- EXERCISE -
What is needed is an exact copy of the entries below, from the line that contains "Exercise. Identify every instance of the black metal" through the final line, both included, and nothing else.
=== RECORDS TO USE ===
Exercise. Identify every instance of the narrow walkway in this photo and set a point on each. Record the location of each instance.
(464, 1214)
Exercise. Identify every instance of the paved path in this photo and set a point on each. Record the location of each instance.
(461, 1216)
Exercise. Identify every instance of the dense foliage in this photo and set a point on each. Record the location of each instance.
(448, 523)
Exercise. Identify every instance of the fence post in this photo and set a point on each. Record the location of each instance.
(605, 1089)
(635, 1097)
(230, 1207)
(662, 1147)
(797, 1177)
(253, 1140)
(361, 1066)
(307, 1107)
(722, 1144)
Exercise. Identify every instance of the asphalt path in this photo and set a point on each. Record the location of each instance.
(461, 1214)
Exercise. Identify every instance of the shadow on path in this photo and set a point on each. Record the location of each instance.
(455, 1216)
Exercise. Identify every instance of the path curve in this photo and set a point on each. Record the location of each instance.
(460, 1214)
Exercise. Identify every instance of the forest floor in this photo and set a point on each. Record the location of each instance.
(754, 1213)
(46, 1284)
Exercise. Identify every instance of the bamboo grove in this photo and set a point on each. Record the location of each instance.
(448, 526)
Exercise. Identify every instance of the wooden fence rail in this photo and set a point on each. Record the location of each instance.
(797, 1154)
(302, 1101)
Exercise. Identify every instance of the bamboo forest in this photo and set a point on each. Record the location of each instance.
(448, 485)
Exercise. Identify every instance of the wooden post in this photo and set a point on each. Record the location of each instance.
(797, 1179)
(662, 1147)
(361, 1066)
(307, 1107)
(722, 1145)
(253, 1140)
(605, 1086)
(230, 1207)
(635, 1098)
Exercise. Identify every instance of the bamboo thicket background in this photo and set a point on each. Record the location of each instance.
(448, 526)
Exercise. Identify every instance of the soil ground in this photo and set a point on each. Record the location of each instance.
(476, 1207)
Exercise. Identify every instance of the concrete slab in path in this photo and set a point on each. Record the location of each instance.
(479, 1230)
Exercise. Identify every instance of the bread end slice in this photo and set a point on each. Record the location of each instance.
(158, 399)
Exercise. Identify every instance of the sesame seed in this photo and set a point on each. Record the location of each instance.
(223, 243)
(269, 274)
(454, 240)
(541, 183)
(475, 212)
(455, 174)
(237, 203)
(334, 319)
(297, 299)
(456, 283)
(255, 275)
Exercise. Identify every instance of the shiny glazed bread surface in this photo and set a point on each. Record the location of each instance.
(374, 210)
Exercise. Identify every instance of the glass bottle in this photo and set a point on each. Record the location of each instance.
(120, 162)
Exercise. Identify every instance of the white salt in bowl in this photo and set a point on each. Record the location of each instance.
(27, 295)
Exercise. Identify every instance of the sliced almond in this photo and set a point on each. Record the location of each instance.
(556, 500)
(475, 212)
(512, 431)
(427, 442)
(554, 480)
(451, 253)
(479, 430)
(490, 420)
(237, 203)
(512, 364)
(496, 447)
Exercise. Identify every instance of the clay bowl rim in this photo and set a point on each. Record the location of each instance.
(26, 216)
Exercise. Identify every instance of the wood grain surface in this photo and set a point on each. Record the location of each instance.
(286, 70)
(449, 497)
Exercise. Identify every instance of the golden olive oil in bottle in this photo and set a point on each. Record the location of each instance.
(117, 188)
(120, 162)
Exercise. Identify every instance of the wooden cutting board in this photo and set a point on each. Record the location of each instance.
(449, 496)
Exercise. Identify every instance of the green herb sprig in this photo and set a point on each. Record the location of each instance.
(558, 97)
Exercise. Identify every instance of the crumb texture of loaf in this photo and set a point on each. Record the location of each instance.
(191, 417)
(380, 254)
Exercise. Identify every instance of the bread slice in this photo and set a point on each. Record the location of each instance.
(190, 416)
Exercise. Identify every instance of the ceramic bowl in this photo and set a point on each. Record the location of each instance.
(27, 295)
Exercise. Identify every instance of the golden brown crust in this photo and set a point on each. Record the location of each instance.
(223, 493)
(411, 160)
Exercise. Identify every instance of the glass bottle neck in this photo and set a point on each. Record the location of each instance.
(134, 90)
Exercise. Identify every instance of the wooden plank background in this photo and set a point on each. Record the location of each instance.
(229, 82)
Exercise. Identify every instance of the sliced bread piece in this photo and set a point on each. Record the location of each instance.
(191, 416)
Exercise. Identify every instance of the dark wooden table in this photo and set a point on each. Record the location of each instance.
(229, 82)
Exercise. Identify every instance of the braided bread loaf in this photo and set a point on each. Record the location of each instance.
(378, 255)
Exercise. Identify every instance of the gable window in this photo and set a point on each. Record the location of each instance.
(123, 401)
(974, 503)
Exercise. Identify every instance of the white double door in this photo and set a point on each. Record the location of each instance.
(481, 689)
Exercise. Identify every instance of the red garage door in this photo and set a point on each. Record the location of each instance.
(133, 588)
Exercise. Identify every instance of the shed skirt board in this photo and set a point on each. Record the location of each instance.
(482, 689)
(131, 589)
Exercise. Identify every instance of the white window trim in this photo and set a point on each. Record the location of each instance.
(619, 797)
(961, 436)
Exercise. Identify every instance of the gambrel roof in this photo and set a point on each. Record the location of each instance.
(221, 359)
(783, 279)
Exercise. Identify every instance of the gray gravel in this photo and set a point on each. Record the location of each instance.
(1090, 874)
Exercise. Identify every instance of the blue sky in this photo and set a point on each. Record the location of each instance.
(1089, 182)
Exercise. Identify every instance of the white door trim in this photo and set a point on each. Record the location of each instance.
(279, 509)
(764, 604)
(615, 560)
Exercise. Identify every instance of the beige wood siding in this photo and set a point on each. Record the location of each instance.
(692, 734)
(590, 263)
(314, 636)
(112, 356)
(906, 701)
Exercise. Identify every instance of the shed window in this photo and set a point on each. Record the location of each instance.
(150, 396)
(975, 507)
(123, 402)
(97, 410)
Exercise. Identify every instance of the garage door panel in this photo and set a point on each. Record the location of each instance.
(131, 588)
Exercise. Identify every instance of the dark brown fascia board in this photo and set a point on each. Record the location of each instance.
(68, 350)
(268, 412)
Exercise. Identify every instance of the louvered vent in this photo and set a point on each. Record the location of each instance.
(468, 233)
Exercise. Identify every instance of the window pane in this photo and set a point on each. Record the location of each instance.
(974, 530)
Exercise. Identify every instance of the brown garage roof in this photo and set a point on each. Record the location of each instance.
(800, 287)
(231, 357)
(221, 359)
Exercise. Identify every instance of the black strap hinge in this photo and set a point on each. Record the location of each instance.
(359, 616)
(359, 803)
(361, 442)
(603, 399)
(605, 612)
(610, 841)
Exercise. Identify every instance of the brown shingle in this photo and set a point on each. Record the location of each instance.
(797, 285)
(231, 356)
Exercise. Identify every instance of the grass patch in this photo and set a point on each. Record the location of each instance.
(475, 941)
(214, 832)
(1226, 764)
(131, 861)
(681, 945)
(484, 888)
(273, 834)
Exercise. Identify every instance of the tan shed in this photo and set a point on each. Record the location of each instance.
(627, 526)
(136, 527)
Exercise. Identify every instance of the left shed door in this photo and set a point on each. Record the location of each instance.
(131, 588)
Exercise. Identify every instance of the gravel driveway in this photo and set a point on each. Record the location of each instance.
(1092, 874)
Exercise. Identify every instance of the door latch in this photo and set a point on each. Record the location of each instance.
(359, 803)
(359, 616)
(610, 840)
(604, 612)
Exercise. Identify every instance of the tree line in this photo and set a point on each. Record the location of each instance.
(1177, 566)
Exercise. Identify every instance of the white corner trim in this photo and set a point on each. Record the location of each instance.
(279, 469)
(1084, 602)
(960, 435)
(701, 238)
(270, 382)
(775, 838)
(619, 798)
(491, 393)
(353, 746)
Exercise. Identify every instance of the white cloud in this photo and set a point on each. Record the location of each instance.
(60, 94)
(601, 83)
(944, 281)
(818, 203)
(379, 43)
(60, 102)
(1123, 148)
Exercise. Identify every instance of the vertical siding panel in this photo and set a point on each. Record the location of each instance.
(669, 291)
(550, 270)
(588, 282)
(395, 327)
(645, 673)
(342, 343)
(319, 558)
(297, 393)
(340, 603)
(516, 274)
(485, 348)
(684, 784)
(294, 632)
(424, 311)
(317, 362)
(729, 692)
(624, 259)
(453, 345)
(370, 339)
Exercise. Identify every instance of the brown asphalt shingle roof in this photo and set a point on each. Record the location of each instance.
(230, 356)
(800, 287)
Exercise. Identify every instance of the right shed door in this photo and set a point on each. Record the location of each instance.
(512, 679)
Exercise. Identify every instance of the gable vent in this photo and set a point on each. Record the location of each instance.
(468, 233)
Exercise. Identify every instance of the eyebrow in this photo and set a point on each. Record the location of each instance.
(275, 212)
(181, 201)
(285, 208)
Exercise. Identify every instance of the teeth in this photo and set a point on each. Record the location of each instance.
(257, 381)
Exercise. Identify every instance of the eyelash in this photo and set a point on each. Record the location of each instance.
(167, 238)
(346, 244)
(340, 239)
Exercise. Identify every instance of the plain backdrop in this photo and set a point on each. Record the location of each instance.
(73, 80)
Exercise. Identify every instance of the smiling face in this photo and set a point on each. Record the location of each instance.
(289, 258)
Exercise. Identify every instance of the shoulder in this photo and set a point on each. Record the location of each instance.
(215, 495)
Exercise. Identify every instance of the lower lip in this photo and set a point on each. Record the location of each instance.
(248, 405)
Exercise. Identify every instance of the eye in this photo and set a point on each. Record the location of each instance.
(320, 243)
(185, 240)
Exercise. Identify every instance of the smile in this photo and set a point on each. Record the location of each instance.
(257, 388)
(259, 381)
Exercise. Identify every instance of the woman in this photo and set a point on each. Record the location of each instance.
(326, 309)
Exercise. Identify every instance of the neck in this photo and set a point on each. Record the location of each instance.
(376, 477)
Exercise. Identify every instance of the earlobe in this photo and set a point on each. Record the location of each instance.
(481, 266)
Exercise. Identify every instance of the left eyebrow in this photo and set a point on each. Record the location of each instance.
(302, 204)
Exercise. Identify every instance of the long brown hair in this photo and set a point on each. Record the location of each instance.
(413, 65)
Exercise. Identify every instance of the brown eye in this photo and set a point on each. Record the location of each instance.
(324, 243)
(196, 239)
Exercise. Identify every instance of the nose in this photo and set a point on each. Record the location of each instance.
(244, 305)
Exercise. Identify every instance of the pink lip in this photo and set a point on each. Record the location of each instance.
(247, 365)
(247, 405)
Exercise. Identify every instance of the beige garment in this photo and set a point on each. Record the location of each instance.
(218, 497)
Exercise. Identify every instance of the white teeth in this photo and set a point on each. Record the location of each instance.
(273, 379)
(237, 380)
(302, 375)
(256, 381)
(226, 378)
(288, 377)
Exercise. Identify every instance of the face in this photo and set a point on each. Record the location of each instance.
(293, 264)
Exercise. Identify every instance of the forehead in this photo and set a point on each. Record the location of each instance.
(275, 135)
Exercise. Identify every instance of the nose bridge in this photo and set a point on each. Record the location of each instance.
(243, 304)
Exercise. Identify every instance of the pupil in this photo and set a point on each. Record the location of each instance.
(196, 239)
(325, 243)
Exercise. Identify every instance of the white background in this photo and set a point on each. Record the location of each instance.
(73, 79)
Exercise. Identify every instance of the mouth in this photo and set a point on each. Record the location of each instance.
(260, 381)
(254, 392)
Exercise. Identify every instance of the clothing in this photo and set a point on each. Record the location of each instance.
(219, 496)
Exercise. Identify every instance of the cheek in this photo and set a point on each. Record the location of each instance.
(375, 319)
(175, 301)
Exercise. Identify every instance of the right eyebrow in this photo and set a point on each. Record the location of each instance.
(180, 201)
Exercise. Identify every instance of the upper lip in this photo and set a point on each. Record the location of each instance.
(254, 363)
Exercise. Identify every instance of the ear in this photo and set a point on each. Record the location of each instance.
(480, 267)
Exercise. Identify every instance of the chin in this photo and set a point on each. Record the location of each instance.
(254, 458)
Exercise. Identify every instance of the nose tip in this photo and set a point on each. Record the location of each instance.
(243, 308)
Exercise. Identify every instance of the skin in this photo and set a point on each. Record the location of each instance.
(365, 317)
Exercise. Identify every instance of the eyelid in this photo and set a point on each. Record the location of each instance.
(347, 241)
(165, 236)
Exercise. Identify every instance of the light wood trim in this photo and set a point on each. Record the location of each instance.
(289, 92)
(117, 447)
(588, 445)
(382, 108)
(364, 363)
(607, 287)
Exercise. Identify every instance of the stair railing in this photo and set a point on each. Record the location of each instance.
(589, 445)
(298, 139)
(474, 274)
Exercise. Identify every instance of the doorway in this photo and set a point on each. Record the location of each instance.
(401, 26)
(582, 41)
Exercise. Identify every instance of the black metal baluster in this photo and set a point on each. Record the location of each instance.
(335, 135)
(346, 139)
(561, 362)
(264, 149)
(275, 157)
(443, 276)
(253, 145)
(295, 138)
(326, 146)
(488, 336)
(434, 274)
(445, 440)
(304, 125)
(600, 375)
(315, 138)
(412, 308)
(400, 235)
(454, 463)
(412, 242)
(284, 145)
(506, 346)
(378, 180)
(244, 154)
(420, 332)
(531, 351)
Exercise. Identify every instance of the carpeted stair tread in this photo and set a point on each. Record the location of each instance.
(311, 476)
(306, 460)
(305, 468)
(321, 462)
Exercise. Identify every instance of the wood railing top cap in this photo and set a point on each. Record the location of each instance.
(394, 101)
===
- OUTPUT FOR THIS TASK -
Exercise. Identify every instance of the black metal baluster in this photo and set a point on each. Record the location of each instance.
(335, 135)
(346, 139)
(561, 362)
(264, 149)
(275, 157)
(443, 276)
(253, 145)
(295, 138)
(326, 146)
(488, 336)
(434, 274)
(445, 440)
(304, 125)
(600, 375)
(315, 138)
(412, 308)
(400, 235)
(454, 463)
(412, 242)
(284, 145)
(506, 346)
(378, 180)
(244, 154)
(420, 332)
(531, 351)
Exercise. Identify every instance of the carpeted stair tread in this photo and set a point on each. Record the location of each instance.
(311, 476)
(306, 460)
(305, 468)
(321, 462)
Exercise. Identify every instance of the wood railing top cap in this photo and set a point on each. Record the location of each instance.
(394, 101)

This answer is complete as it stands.